28 Mart 2024

MİNARE GÖLGESİ

  • PDF
          Nağme, güzel ve uyumlu ses, ezgi demektir. Mecazen ise birinin yalandan ve nazlanarak söylediği sözdür. Hani derler ya, “Bana nağme yapma.” Geçen hafta İzmir’de minarelerden okunan “Çav Bella” ve “Yuh yuh” şarkıları ülke gündemine oturdu. Sanki başka sorunumuz yok da bu varmış gibi iktidarı ve muhalefeti hepsi kınayarak okuyanların bulunmasını istedi. Sebep, kutsal değerlerin üzerinden nağme yapılmaz.
 
        Camilerin bağlı olduğu kurumlar belli ve iktidarın yönetimindedir. Onlar, çalanları bulmak yerine olayı sosyal medyada paylaşan İzmir CHP önceki yöneticisini tutuklayarak becerilerini! ve çalanı bulmak gibi dertleri hiçbir zaman olmadığından bunu da bulamayıp ya da bulmayıp beceriksizliklerini kanıtladılar. Neyse ki suçsuz suçluyu! serbest bıraktılar.

(Koordinat işaretleme kayıtları)
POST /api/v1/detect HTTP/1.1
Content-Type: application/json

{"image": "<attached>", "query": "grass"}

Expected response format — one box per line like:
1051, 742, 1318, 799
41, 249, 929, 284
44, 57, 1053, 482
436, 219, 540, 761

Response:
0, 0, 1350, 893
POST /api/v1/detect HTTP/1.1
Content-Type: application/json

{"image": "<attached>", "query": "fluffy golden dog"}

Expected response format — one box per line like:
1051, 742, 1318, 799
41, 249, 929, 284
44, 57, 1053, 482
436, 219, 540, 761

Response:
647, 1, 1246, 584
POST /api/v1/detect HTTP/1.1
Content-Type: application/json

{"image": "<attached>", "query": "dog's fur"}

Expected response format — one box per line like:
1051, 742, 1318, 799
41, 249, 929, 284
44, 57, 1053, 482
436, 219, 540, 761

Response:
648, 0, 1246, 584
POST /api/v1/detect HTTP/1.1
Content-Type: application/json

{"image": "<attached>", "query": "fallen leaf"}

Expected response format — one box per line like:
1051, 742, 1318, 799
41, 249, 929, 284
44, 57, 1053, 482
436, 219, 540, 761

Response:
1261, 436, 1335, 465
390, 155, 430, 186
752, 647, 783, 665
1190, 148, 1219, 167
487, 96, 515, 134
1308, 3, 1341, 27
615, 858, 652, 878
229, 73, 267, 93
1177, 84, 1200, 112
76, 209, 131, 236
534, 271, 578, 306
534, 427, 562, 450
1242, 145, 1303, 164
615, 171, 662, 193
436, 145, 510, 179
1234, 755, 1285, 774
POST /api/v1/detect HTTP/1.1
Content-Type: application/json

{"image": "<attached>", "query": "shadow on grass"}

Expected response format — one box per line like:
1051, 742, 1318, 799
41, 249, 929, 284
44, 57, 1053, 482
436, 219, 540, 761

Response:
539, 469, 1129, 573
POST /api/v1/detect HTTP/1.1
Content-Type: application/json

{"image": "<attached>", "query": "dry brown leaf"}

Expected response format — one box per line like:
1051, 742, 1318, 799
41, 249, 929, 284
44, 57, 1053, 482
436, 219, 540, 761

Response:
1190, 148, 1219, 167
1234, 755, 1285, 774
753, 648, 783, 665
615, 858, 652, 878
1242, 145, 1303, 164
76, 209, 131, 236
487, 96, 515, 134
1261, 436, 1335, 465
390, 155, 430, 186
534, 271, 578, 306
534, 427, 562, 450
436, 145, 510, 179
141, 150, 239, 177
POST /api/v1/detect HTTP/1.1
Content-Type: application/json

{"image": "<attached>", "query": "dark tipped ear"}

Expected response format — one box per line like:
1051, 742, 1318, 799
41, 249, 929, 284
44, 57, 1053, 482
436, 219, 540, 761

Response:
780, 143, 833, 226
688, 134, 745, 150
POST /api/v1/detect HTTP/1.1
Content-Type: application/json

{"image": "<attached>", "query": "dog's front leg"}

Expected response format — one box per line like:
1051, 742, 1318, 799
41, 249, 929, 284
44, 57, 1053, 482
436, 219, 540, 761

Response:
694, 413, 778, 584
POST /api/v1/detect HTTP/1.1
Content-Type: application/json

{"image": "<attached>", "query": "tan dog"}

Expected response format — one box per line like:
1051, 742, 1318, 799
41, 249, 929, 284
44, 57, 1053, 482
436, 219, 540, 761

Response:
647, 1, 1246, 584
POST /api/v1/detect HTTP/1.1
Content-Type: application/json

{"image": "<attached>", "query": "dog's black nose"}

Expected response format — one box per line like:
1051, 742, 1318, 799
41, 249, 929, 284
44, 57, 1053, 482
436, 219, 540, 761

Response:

...

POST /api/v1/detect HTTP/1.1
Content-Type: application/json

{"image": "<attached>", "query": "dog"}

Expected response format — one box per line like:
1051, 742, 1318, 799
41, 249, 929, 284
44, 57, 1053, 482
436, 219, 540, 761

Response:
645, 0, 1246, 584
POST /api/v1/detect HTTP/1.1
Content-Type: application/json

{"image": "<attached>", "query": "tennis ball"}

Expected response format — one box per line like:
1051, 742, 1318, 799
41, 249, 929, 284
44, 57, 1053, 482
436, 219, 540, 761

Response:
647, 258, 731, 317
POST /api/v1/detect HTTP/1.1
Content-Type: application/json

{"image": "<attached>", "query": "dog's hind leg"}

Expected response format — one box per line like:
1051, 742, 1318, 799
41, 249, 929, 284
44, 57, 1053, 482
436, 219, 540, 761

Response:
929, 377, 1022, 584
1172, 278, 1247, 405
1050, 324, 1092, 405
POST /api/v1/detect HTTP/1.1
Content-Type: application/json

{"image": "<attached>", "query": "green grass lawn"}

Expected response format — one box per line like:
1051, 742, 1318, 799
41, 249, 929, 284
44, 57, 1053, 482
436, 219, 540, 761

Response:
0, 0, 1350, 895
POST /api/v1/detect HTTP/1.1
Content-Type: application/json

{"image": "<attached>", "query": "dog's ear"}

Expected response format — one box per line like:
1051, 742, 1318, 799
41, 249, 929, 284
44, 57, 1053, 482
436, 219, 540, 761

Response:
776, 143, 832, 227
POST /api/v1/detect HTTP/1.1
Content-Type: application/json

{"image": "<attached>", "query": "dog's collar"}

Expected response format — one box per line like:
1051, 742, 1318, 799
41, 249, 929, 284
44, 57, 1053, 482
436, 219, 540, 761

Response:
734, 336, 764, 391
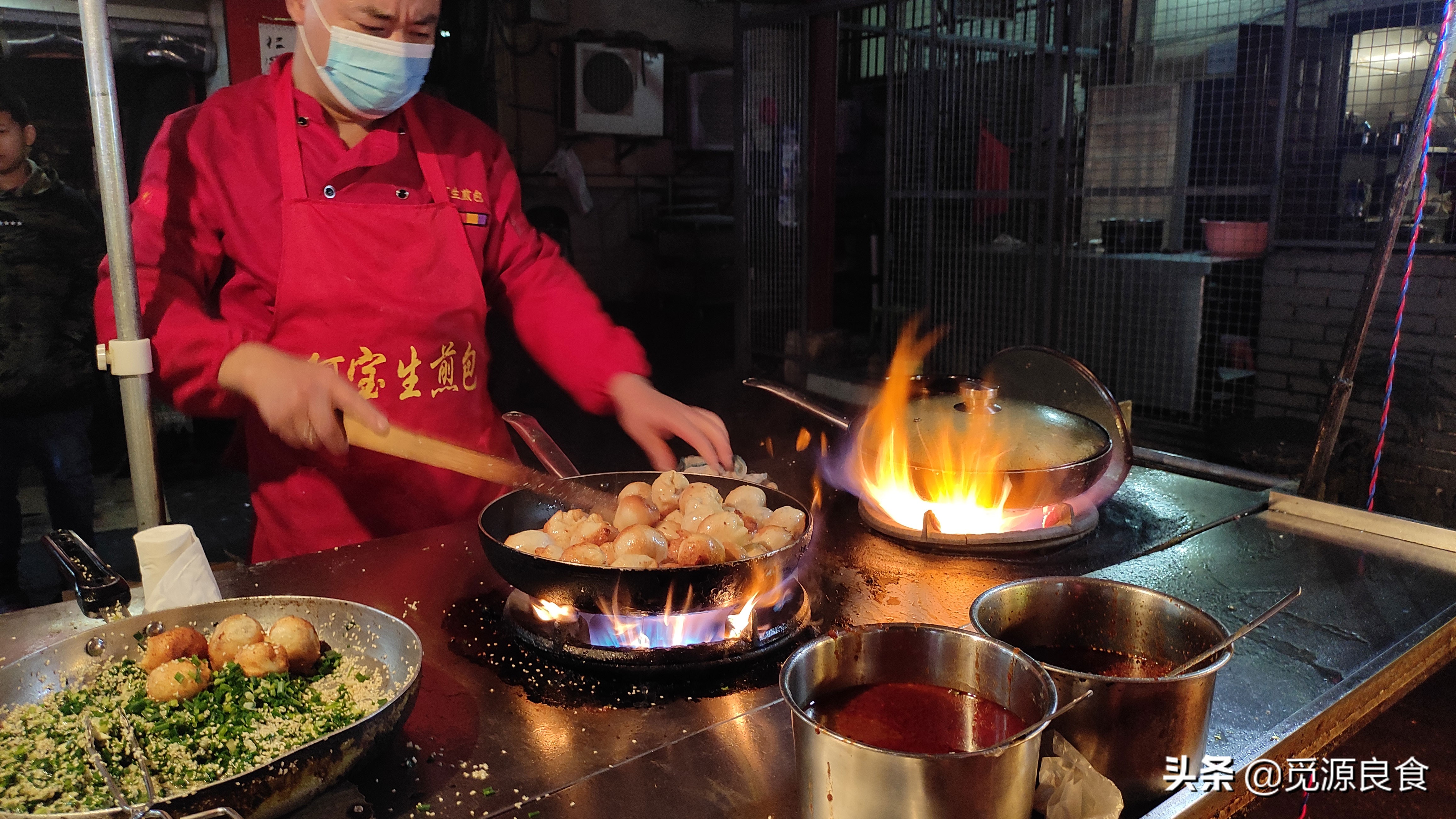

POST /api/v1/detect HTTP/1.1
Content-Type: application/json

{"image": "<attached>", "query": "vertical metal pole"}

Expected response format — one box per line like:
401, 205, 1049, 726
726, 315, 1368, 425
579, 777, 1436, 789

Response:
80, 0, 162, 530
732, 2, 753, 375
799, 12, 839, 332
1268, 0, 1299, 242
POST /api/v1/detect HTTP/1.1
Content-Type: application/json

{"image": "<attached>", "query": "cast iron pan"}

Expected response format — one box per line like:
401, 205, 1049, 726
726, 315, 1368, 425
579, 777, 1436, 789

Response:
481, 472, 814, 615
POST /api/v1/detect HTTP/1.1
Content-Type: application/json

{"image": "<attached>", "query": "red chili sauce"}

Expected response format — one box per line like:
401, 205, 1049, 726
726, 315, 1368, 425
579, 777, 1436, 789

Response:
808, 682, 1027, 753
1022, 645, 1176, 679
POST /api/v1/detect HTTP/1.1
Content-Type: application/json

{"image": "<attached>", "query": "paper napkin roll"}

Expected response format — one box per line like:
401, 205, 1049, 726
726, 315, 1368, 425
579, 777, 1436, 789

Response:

### Yapılacak işler
1 – Minarelerden okunan şarkılar üzerine yazıya göre aşağıdaki soruları yanıtlayın.
(a) "Nağme" sözcüğünün mecaz anlamı nedir?
(b) Geçen hafta İzmir'de minarelerden hangi şarkılar okundu?
(c) Camilerin bağlı olduğu kurumlar, çalanları bulmak yerine kimi tutukladı?
2 – Minarelerden okunan şarkılar üzerine yazıyı son cümlesinden sonra aynı üslupla sürdürün.

### Görevlerin yanıtları
1 –
(a) Birinin yalandan ve nazlanarak söylediği söz.
(b) "Çav Bella" ve "Yuh yuh".
(c) Olayı sosyal medyada paylaşan İzmir CHP önceki yöneticisini.

2 –
       Kışla, okul ve cami kutsaldır. Buralara siyaset sokulmayacağını bizim kuşaklara ilkokulda ve ailede altı-yedi yaşlarında öğrettiler. Konumuza gelelim.
 
        Bırakın “Çav Bella” ve “Yuh yuh” u, ondan önce camilerde çok sesli yayınlar başladı!
        2002’ nin sonlarında okunan sabah ezanıyla din siyasete alet edilmeye başlandığında abdest de kaçmaya başladı!
 
       Danıştay’ın, “Allah-ü Ekber” nidalarıyla basılarak bir üyesinin öldürülmesi ve üst yargı kararların beğenilmediği durumlarda, din alimlerinin dinlenmesi gerektiği ifadeleriyle adaletin terazisi ve ezanın makamı bozulmuştu!
 
       Dönemin başbakan yardımcısının “Diyanet’in fetvalarının, anayasaya uygun olup olmadığıyla değil dinin temel ilkelerine uygunluğu üzerinden değerlendirilmesi gerektiğini” söylediğinde laik ülkeden güneş dönmeye başlamış ve ikindi bile farza kalmıştı!
 
       Gezicilerin, Dolmabahçe’deki Bezm-i Alem Valide Sultan Camisi’nde içki içtiği ve Kabataş’ta başörtülü bacıya saldırdığı yönündeki iddiaların belgeleri bulunamayıp iftira olduğu ortaya çıktığında, din simsarlarının dili tutulmuş ve yalanın karşısında ezan susmuş, şerefeler özür niyetine neredeyse eğilmişti.! Bunları görmüş gibi yazıp sonra çark eden gazeteciler de aldatıldık derken minare gölgesini gerçek sanarak orada gölgelenip, halen davul tozu arıyorlar!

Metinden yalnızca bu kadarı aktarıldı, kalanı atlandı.